Source
= = = = =

Difficult conditions in the mortgage and residential real estate markets as well as general market concerns may adversely affect the value of the assets in which we invest and these conditions may persist for the foreseeable future.
Our business is materially affected by conditions in the residential mortgage market, the residential real estate market, the financial markets and the economy including inflation, energy costs, unemployment, geopolitical issues, concerns over the creditworthiness of governments worldwide and the stability of the global banking system. In particular, the residential mortgage market in the U.S. has experienced a variety of difficulties and changed economic conditions, including defaults, credit losses and liquidity concerns. Certain commercial banks, investment banks and insurance companies have announced extensive losses from exposure to the residential mortgage market. These factors have impacted investor perception of the risk associated with RMBS, other real estate-related securities and various other asset classes in which we may invest. As a result, values for RMBS, other real estate-related securities and various other asset classes in which we may invest have experienced significant volatility. By way of illustration, the ABX indices, which give a general indication of prices of a variety of subprime RMBS, declined substantially during the economic downturn, although such declines varied widely depending upon the vintage and seniority of the reference obligations. For instance, the ABX 2006-1 PENAAA declined by only 10% from the end of August 2008 to the end of August 2009, while the ABX 2006-2 AAA declined by 46% over the same period. The ABX 2006-1 PENAAA is a synthetic index referencing a basket of 20 subprime mortgage-backed securities issued during the last six months of 2005 with the second longest expected weighted average life among AAA-rated tranches of their respective issuers. The ABX 2006-2 AAA is a synthetic index referencing a basket of 20 subprime mortgage-backed securities issued during the first six months of 2006 with the longest expected weighted average life among AAA-rated tranches of their respective issuers.
In the aftermath of the financial crisis, homeowner access to residential mortgage loans has been substantially limited. Lending standards have become significantly more stringent than in past periods, and access to many mortgage products has been severely curtailed or eliminated. This financing limitation has had an impact on new demand for homes, has lowered homeownership rates and is weighing heavily on home price performance. There is a strong correlation between home price depreciation and mortgage loan delinquencies. Any deterioration of the mortgage market and investor perception of the risks associated with RMBS, residential mortgage loans, real estate-related securities and various other assets that we acquire could materially adversely affect our business, financial condition and results of operations and our ability to make distributions to our shareholders.

= = = = =

Written instruction A
According to the mortgage market passage, by what percentage did the ABX 2006-2 AAA decline from the end of August 2008 to the end of August 2009?
The mortgage market passage and the records have no connection to each other.

= = = = =

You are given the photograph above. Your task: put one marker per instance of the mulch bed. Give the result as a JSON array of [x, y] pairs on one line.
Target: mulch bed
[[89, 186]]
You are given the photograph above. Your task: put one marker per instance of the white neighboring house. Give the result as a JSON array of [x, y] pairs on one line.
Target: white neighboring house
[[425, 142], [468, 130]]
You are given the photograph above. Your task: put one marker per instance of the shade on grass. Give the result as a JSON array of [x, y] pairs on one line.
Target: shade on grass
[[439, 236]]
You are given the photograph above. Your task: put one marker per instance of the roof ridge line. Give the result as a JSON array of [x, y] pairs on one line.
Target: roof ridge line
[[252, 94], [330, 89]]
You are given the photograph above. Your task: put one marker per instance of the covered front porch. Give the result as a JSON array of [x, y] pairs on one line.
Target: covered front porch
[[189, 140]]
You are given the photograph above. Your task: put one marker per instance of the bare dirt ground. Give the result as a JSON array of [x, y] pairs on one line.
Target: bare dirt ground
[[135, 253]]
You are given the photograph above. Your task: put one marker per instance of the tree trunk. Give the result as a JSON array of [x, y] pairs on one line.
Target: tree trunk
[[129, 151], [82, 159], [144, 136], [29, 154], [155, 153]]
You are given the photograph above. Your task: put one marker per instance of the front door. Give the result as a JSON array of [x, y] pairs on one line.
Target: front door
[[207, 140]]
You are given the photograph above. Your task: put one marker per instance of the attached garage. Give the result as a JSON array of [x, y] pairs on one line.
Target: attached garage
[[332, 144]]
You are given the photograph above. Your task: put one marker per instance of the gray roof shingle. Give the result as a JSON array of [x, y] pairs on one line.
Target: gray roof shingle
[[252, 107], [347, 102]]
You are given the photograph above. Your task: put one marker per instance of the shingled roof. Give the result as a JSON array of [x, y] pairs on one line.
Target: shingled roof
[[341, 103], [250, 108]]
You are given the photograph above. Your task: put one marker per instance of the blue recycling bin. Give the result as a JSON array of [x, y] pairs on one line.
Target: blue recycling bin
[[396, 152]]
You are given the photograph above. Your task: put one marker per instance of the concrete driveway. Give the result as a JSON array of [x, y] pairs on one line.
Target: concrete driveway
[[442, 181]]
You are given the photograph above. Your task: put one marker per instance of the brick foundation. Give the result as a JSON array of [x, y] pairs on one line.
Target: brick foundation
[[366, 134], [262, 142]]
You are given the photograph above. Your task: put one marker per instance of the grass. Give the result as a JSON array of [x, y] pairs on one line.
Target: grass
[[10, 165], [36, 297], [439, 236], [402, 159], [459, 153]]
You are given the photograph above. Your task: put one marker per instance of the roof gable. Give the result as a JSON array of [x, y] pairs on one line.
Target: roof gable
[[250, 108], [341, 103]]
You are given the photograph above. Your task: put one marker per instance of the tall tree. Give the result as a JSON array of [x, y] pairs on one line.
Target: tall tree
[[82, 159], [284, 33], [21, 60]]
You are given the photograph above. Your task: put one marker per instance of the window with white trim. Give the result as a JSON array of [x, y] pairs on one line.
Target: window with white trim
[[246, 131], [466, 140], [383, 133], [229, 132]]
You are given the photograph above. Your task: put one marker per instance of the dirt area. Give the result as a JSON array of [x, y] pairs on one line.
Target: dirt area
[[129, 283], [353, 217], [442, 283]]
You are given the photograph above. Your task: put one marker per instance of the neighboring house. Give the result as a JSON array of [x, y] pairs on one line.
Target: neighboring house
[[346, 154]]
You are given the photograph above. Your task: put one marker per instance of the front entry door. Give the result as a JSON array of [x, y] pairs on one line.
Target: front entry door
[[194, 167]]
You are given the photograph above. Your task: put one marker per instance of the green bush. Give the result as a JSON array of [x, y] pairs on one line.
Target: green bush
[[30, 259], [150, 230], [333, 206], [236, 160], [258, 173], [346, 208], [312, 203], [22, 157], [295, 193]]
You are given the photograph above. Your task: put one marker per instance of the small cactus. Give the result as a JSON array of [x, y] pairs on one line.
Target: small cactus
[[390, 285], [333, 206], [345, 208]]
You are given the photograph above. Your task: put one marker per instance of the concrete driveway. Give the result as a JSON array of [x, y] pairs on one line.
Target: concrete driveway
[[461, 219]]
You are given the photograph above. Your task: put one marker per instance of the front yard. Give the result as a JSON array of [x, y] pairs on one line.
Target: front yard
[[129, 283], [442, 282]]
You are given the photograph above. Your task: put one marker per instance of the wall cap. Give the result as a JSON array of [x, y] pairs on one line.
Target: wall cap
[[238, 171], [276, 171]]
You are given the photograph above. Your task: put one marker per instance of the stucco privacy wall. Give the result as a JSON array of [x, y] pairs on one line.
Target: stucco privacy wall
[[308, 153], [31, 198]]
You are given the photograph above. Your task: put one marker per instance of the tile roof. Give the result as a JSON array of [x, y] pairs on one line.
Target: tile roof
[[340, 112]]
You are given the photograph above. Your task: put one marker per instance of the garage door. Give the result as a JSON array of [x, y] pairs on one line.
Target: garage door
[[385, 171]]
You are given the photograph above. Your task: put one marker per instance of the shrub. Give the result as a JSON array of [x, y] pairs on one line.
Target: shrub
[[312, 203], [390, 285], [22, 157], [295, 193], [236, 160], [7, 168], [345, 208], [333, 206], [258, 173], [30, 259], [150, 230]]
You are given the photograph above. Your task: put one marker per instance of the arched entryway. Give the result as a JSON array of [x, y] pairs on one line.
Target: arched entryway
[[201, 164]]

= = = = =

Written instruction B
Please show every line of the records that contains the word "dirt".

Complete response A
46%

Complete response B
You are given the photograph above. Your task: put one marker per instance of the bare dirt ground. Give the result as a JSON array of [x, y] pairs on one line.
Target: bare dirt ground
You are given the photograph above. Your task: put one marker per instance of the dirt area. Give the result as a JSON array of [x, y] pairs on one line.
Target: dirt area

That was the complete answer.